▸ Task directions:
Shift every point in the records below by adding 28 to both its x and y values, and output all the lines again with the requests included. Omit the pictures.

┌──

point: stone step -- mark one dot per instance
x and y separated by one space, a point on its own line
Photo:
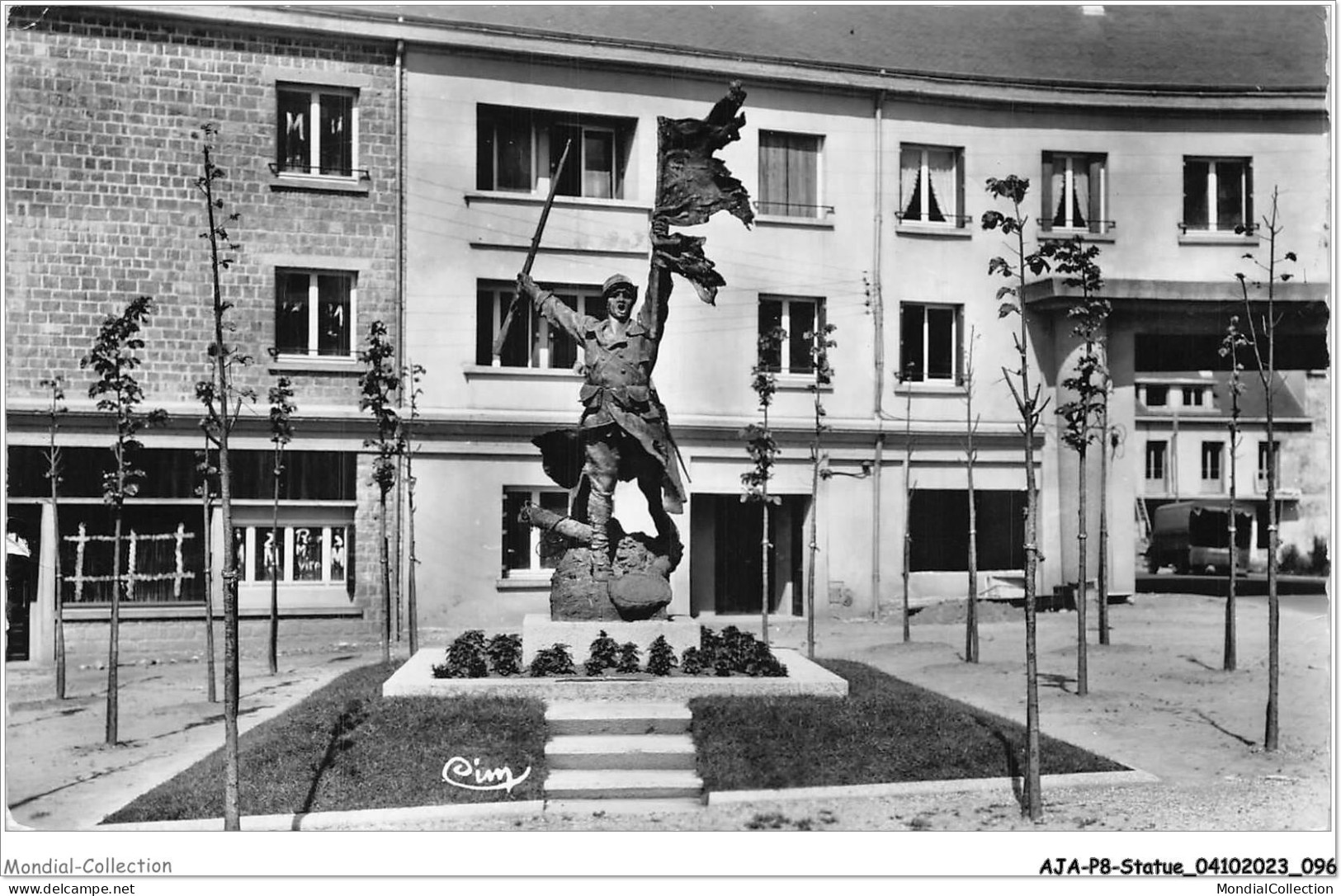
658 784
609 716
615 806
611 752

└──

▸ Answer to the problem:
point: stone step -- mark one dot per instance
x and y separated by one space, a point on its own line
Photo:
686 812
637 744
643 834
639 780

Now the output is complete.